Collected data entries

------

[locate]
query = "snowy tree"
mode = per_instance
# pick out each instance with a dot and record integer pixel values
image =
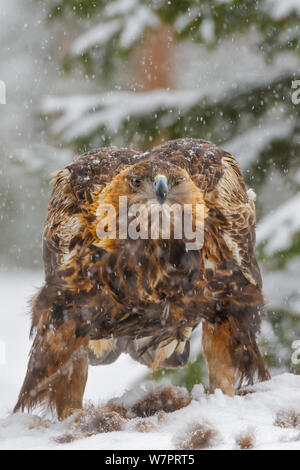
(221, 70)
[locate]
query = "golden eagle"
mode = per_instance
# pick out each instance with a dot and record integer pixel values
(106, 295)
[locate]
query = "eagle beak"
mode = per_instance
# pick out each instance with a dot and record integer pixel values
(161, 188)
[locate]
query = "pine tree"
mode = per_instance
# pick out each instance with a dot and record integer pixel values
(253, 116)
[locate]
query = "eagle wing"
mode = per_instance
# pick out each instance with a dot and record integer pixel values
(66, 225)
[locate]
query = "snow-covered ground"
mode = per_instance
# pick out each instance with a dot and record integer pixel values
(226, 420)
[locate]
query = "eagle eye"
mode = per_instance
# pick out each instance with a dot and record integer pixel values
(135, 181)
(178, 180)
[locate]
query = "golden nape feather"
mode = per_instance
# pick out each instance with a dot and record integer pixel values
(107, 292)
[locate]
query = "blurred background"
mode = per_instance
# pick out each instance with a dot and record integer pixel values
(82, 74)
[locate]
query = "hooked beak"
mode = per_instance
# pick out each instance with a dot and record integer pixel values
(161, 188)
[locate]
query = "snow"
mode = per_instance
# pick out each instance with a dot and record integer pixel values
(229, 417)
(248, 145)
(282, 8)
(279, 226)
(281, 287)
(127, 18)
(81, 115)
(96, 36)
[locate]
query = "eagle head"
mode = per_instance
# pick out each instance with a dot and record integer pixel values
(154, 185)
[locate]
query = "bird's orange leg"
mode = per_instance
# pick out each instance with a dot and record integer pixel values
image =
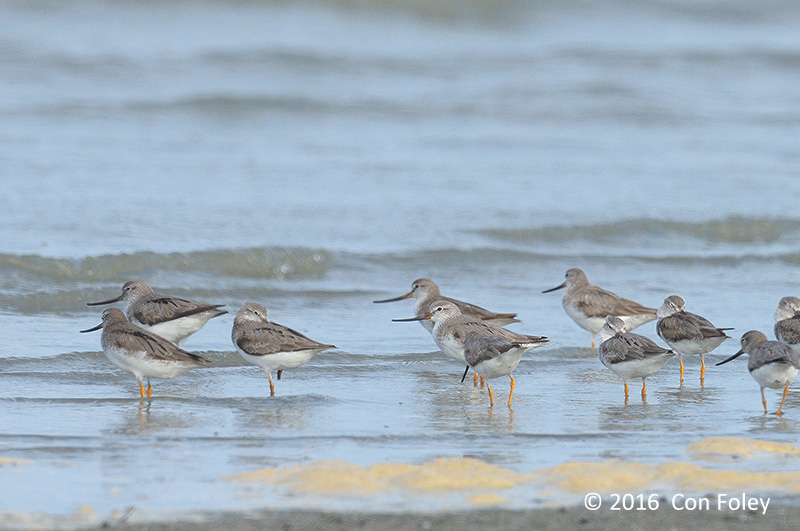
(702, 369)
(785, 391)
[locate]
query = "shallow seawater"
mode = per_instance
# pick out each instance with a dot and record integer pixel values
(317, 156)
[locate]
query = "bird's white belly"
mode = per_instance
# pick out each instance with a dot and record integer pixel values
(143, 366)
(638, 368)
(635, 321)
(451, 347)
(280, 361)
(177, 330)
(774, 375)
(592, 324)
(696, 346)
(500, 366)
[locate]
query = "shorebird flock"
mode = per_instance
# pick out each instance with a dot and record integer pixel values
(145, 339)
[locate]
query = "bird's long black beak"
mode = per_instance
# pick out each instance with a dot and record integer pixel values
(98, 327)
(109, 301)
(731, 358)
(400, 298)
(420, 318)
(564, 285)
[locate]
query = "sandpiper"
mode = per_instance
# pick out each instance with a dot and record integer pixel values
(170, 317)
(688, 333)
(589, 305)
(772, 364)
(269, 345)
(492, 356)
(630, 355)
(143, 353)
(451, 328)
(426, 292)
(787, 322)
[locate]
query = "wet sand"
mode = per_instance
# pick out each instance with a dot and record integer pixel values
(779, 517)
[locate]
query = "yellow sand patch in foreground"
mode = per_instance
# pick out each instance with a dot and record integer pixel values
(737, 447)
(344, 478)
(481, 481)
(10, 461)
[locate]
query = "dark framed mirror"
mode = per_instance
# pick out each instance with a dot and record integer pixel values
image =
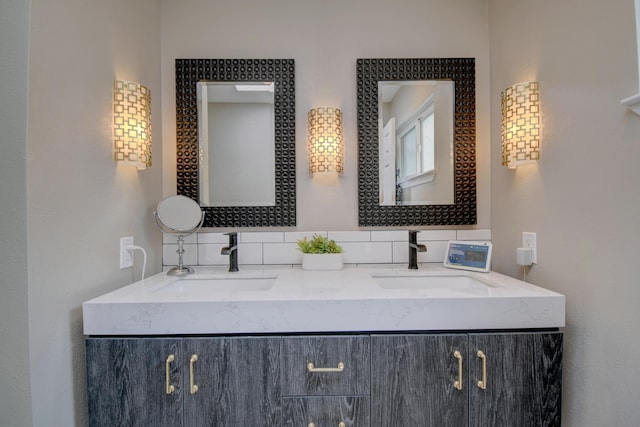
(372, 71)
(281, 72)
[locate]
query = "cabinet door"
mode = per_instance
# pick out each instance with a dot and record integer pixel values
(523, 379)
(237, 382)
(332, 411)
(126, 382)
(413, 381)
(340, 365)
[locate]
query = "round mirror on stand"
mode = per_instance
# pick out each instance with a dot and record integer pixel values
(179, 217)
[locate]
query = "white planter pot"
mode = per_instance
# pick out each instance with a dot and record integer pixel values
(322, 262)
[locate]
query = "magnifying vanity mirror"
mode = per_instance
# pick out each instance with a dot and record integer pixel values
(179, 217)
(235, 128)
(416, 136)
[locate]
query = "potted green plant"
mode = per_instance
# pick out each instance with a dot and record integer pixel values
(320, 253)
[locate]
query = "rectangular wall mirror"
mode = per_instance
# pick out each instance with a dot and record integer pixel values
(236, 154)
(236, 144)
(415, 119)
(416, 162)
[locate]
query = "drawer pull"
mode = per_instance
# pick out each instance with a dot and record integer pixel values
(458, 384)
(341, 424)
(311, 368)
(170, 388)
(192, 387)
(483, 383)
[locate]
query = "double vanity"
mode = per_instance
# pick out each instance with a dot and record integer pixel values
(363, 346)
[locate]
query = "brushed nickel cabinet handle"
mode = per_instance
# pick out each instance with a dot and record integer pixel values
(458, 384)
(192, 387)
(483, 383)
(167, 371)
(311, 368)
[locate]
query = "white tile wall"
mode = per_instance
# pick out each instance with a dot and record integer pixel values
(279, 248)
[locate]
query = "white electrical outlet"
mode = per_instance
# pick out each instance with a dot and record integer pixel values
(529, 241)
(126, 257)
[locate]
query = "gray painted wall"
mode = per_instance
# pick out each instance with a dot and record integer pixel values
(582, 198)
(65, 202)
(325, 38)
(15, 401)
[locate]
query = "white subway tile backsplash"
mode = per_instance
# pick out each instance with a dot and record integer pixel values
(213, 238)
(294, 236)
(250, 253)
(209, 254)
(479, 235)
(261, 237)
(389, 236)
(350, 236)
(437, 235)
(172, 240)
(435, 252)
(279, 248)
(170, 254)
(367, 252)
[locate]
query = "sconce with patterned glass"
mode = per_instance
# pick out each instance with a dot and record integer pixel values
(521, 124)
(132, 124)
(325, 140)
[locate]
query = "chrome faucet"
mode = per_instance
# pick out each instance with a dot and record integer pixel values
(232, 251)
(414, 248)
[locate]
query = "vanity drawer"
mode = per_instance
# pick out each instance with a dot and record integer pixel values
(315, 366)
(351, 411)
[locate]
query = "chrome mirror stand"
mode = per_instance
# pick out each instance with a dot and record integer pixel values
(180, 269)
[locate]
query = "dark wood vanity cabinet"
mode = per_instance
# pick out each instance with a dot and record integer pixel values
(378, 380)
(126, 381)
(326, 381)
(212, 381)
(484, 379)
(523, 379)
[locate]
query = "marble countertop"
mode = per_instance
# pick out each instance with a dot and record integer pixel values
(293, 300)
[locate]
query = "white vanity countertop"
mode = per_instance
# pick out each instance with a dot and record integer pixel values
(348, 300)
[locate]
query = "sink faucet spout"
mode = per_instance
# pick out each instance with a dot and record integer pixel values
(414, 248)
(232, 251)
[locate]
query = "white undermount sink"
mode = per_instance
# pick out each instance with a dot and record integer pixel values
(430, 281)
(218, 284)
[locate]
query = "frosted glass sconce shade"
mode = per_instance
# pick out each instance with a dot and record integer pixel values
(521, 124)
(131, 124)
(325, 140)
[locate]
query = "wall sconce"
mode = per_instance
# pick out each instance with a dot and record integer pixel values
(325, 140)
(132, 124)
(521, 124)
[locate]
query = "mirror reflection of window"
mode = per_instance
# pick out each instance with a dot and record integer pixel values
(236, 143)
(422, 164)
(408, 153)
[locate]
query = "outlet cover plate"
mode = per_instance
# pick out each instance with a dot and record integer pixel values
(529, 241)
(126, 257)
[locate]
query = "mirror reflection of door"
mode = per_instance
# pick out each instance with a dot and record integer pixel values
(420, 114)
(236, 144)
(387, 169)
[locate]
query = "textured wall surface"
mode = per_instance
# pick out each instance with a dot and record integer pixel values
(79, 203)
(582, 198)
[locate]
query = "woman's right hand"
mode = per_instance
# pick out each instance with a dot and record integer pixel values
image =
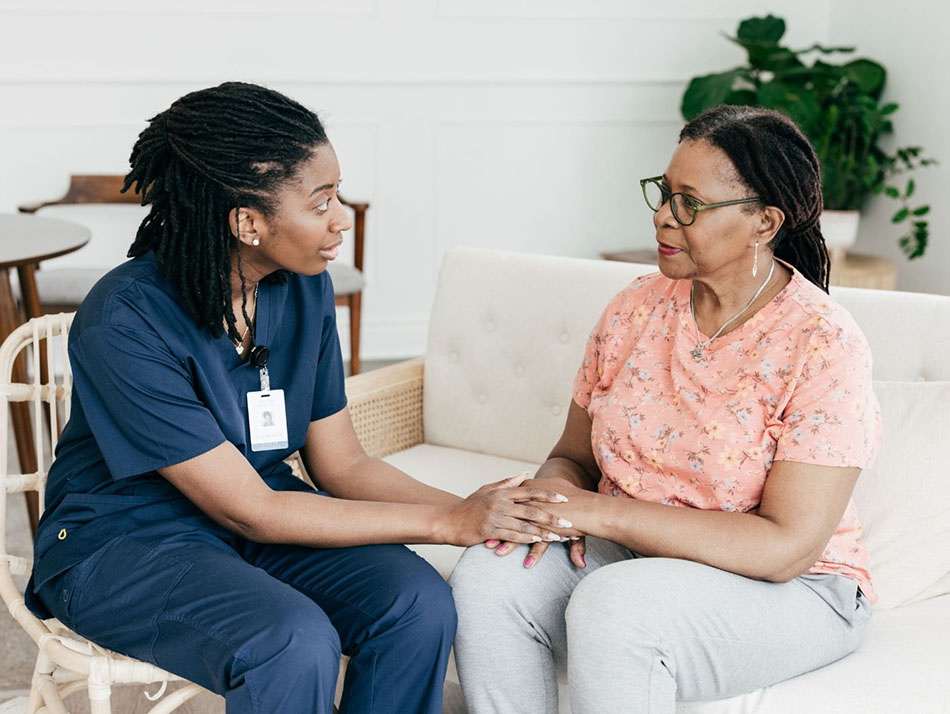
(496, 511)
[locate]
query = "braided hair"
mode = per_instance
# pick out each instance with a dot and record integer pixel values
(212, 151)
(778, 163)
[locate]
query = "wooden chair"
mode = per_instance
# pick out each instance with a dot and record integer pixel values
(106, 188)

------

_Your task_
Your task is to return the entries above exactly, with no pictures.

_Output of the task_
[locate]
query = "snowy tree"
mode = per_instance
# pick out each instance with a dot and record integer pixel values
image =
(221, 70)
[locate]
query = "golden eagle"
mode = per_instance
# pick out each instance with a dot and record integer pixel values
(106, 295)
[locate]
query = "eagle beak"
mode = per_instance
# pick out each instance with a dot and record integer pixel values
(161, 188)
[locate]
query = "pine tree"
mode = per_instance
# pick out each instance with a dot and record integer pixel values
(253, 116)
[locate]
query = "eagle wing"
mode = per_instance
# pick out each instance with a dot and record integer pixel values
(66, 225)
[locate]
query = "snow-covered ground"
mode = per_instance
# pick out each instance with a dot and record integer pixel values
(226, 420)
[locate]
query = "eagle eye"
mode = per_instance
# pick out each instance with a dot and record integer pixel values
(135, 181)
(178, 180)
[locate]
query = "golden nape feather"
mode = per_instance
# pick out each instance with a dot and record integer pixel values
(107, 292)
[locate]
query = "blurred background"
mode = per_instance
# pick out each instance with a dot and record integer pixel values
(82, 74)
[locate]
query = "hooked beak"
mode = per_instance
# pick out each instance with a dot and record integer pixel values
(161, 188)
[locate]
query = "snow"
mode = per_instance
# pick out each instance with a dot and record integer pixel values
(229, 417)
(248, 145)
(282, 8)
(279, 226)
(281, 287)
(127, 18)
(81, 115)
(96, 36)
[locate]
query = "eagle head"
mode = per_instance
# pick out each instance with a dot and record integer pixel values
(154, 185)
[locate]
query = "bird's orange leg"
mode = per_instance
# pick out each instance with a dot and record integer pixel values
image =
(702, 369)
(785, 391)
[locate]
query = "shallow seawater"
mode = per_instance
# pick out each instance with a dot and record integer pixel values
(317, 156)
[locate]
query = "bird's white belly"
mode = per_instance
# pick out each instance with a dot and record integer pixel values
(143, 366)
(638, 368)
(635, 321)
(451, 347)
(280, 361)
(177, 330)
(774, 375)
(592, 324)
(696, 346)
(500, 366)
[locate]
query = "shorebird flock"
mode = per_instance
# pick out each instance with a dot and record integer pixel values
(145, 339)
[locate]
query = "bird's long black beak"
mode = per_instance
# pick out each instance with a dot and record integer pixel values
(98, 327)
(109, 301)
(731, 358)
(400, 298)
(420, 318)
(564, 285)
[locate]
query = "sandpiper"
mode = per_instance
# pick out each instance with a dot and record integer pixel values
(170, 317)
(688, 333)
(589, 305)
(772, 364)
(269, 345)
(492, 356)
(630, 355)
(143, 353)
(451, 328)
(426, 292)
(787, 322)
[locate]
query = "wet sand"
mode = per_instance
# pick out each instance with a dot and record integer pixel values
(779, 517)
[locate]
query = "yellow sand patch in foreground"
mode = per_instance
# pick out each instance with a dot and record integer pixel values
(737, 447)
(344, 478)
(481, 481)
(10, 461)
[locate]
query = "dark framed mirror"
mode = per_instance
# pick out each instance with a dot and record integer pixel values
image =
(372, 71)
(281, 72)
[locate]
query = "cabinet door"
mode = per_instance
# pick out each instance with a dot and record integer pixel values
(523, 379)
(237, 382)
(332, 411)
(126, 382)
(413, 381)
(340, 365)
[locate]
query = "round mirror on stand"
mode = per_instance
# pick out each instance with a dot and record integer pixel values
(179, 217)
[locate]
query = "white planter pot"
mode = per_instance
# pick out each instance with a dot and record integer pixel values
(322, 262)
[locate]
query = "magnifying vanity mirror"
mode = per_instance
# pick out each instance with a dot and record integer pixel values
(179, 217)
(235, 128)
(416, 136)
[locate]
query = "potted green plant"
mode = per_instance
# pick out each instance with a dot and record integer pixel values
(320, 253)
[locate]
query = "rectangular wall mirror"
mode = per_instance
# pick out each instance with a dot and record integer pixel values
(236, 154)
(236, 144)
(415, 119)
(416, 162)
[locate]
query = "drawer pull"
mode = per_instance
# pick out each instance with a dot and record integer pixel values
(458, 384)
(341, 424)
(311, 368)
(170, 388)
(192, 387)
(483, 383)
[locate]
query = "double vanity"
mode = per_instance
# pick out each instance with a dot and record integer pixel values
(363, 346)
[locate]
query = "brushed nickel cabinet handle"
mode = per_instance
# pick out each instance with a dot and record integer pixel values
(458, 384)
(192, 387)
(483, 383)
(167, 371)
(311, 368)
[locate]
query = "white tile wall"
mode = per_instance
# pick out each instance with a dot and record integer pixel values
(279, 248)
[locate]
query = "white electrical outlet"
mode = per_instance
# pick out each instance with a dot and record integer pixel values
(529, 241)
(126, 257)
[locate]
query = "gray painted wall"
mode = per_instance
# pick out each instance with a dot and record integer pixel values
(582, 198)
(65, 202)
(325, 38)
(15, 401)
[locate]
query = "white subway tile backsplash"
mode = per_instance
# pick out each instance with a dot and record integer pixel values
(213, 238)
(294, 236)
(250, 253)
(209, 254)
(479, 235)
(261, 237)
(389, 236)
(350, 236)
(437, 235)
(172, 240)
(435, 252)
(279, 248)
(170, 254)
(367, 252)
[locate]
query = "sconce with patterned glass"
mode = per_instance
# pick out each instance with a dot and record integer pixel values
(521, 124)
(132, 124)
(325, 140)
[locate]
query = "chrome faucet"
mode = per_instance
# pick out each instance with a dot and record integer pixel values
(232, 251)
(414, 248)
[locate]
query = "vanity drawer"
mode = per_instance
# pick out each instance with a dot and record integer pixel values
(315, 366)
(351, 411)
[locate]
query = "chrome mirror stand"
mode = per_instance
# pick out each instance with a dot and record integer pixel values
(180, 269)
[locate]
query = "dark wood vanity cabinet"
mode = per_instance
# pick out each instance with a dot and record integer pixel values
(378, 380)
(126, 381)
(326, 381)
(212, 381)
(484, 379)
(523, 379)
[locate]
query = "marble countertop"
mode = per_instance
# pick out each instance with a dot and record integer pixel values
(293, 300)
[locate]
query = "white vanity countertop"
mode = per_instance
# pick out each instance with a dot and record integer pixel values
(348, 300)
[locate]
query = "sink faucet spout"
mode = per_instance
# pick out each instance with a dot and record integer pixel values
(414, 248)
(232, 251)
[locate]
query = "white undermount sink"
mode = per_instance
# pick out each instance with a dot and record integer pixel values
(430, 281)
(218, 284)
[locate]
query = "frosted glass sconce shade"
mode = per_instance
# pick out each instance with a dot and record integer pixel values
(521, 124)
(131, 124)
(325, 140)
[locate]
query = "wall sconce"
mode = per_instance
# pick out each instance with a dot and record integer pixel values
(325, 140)
(132, 124)
(521, 124)
[locate]
query = "mirror reflection of window"
mode = per_instance
# pick out each instance with a dot and record integer pixel values
(236, 143)
(422, 164)
(408, 153)
[locate]
query = "outlet cover plate"
mode = per_instance
# pick out each instance with a dot and record integer pixel values
(529, 241)
(126, 257)
[locate]
query = "mirror reflection of door"
mode = per_instance
# pick out each instance with a dot and record integer pixel values
(420, 114)
(236, 144)
(387, 169)
[locate]
query = "textured wall surface"
mode = per_instance
# pick out each instance with a dot and record integer pixel values
(79, 203)
(582, 198)
[locate]
query = "woman's right hand"
mode = per_instance
# pick out each instance with a dot and record integer pixel values
image =
(496, 511)
[locate]
query = "braided hair"
mode = per_instance
# pick out each instance with a dot and record integer pixel values
(212, 151)
(778, 163)
[locate]
query = "wooden chair"
mode = per_instance
# pick out each instance with a dot and record integer pixel values
(106, 188)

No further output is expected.